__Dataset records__
►

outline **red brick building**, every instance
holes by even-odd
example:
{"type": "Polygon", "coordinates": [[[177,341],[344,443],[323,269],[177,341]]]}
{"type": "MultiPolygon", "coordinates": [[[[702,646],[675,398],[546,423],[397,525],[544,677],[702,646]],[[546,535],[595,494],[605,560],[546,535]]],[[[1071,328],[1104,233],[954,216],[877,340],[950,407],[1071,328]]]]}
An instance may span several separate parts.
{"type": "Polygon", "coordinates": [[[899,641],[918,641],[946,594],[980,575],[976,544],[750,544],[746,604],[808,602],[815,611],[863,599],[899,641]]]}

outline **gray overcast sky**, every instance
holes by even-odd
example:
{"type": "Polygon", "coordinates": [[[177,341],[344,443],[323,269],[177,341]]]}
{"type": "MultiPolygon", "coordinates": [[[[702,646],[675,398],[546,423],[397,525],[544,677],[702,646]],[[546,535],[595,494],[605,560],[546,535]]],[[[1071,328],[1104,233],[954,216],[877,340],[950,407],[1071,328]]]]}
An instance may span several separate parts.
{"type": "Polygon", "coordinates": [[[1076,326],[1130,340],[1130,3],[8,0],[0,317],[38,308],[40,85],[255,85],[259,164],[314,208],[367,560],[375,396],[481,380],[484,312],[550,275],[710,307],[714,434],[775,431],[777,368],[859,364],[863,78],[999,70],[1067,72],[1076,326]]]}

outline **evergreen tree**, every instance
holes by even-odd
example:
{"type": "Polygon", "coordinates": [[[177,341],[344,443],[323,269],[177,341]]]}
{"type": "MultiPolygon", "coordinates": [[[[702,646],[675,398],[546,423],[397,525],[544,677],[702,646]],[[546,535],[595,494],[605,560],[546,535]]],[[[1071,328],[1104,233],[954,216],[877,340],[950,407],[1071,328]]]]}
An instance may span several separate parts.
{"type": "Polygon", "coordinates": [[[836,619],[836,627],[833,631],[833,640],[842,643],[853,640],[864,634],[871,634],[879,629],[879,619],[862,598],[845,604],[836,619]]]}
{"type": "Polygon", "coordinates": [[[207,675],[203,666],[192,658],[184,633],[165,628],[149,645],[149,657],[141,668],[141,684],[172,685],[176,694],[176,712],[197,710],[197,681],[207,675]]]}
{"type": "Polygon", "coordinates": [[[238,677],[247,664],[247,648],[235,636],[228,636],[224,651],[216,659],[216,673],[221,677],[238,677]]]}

◄

__Exercise requirements__
Convert the records above into a JSON list of strings, with one string for each line and no strings for blank lines.

__Full output__
[
  "outline **red brick building**, every instance",
  "holes by even-odd",
  "example:",
  "{\"type\": \"Polygon\", \"coordinates\": [[[177,341],[344,443],[323,269],[177,341]]]}",
  "{\"type\": \"MultiPolygon\", \"coordinates\": [[[[702,646],[675,398],[546,423],[397,525],[544,677],[702,646]],[[546,535],[595,494],[605,560],[546,535]]],[[[1071,328],[1104,233],[954,216],[877,340],[950,407],[1071,328]]]]}",
  "An instance may span several separate parts.",
  "{\"type\": \"Polygon\", \"coordinates\": [[[899,641],[918,641],[946,594],[980,575],[976,544],[750,544],[746,604],[808,602],[815,611],[863,599],[899,641]]]}",
  "outline **gray overcast sky**, every instance",
  "holes by even-odd",
  "example:",
  "{\"type\": \"Polygon\", \"coordinates\": [[[177,341],[344,443],[323,269],[177,341]]]}",
  "{\"type\": \"MultiPolygon\", \"coordinates\": [[[[702,646],[675,398],[546,423],[397,525],[544,677],[702,646]],[[546,535],[595,494],[605,560],[546,535]]],[[[1071,328],[1104,233],[954,216],[877,340],[950,407],[1071,328]]]]}",
  "An instance may span several separate parts.",
  "{\"type\": \"Polygon\", \"coordinates\": [[[1076,326],[1130,340],[1130,3],[8,0],[0,317],[38,308],[40,85],[255,85],[259,164],[314,208],[367,560],[375,396],[481,380],[484,312],[550,275],[710,307],[714,434],[775,431],[777,368],[859,364],[863,78],[999,70],[1067,72],[1076,326]]]}",
  "outline **evergreen tree**, every instance",
  "holes by even-odd",
  "example:",
  "{\"type\": \"Polygon\", \"coordinates\": [[[177,341],[344,443],[323,269],[177,341]]]}",
  "{\"type\": \"MultiPolygon\", \"coordinates\": [[[[702,646],[675,398],[546,423],[397,525],[544,677],[702,646]],[[546,535],[595,494],[605,560],[546,535]]],[[[1071,328],[1104,233],[954,216],[877,340],[950,407],[1071,328]]]]}",
  "An instance may span several separate parts.",
  "{\"type\": \"Polygon\", \"coordinates\": [[[836,619],[836,627],[833,631],[833,640],[842,643],[853,640],[864,634],[871,634],[879,629],[879,619],[862,598],[845,604],[836,619]]]}",
  "{\"type\": \"Polygon\", \"coordinates\": [[[207,675],[203,666],[192,658],[184,633],[165,628],[149,645],[149,657],[141,668],[141,684],[172,685],[176,694],[176,712],[197,710],[197,681],[207,675]]]}",
  "{\"type\": \"Polygon\", \"coordinates\": [[[238,677],[247,664],[247,648],[235,636],[228,636],[224,651],[216,659],[216,673],[221,677],[238,677]]]}"
]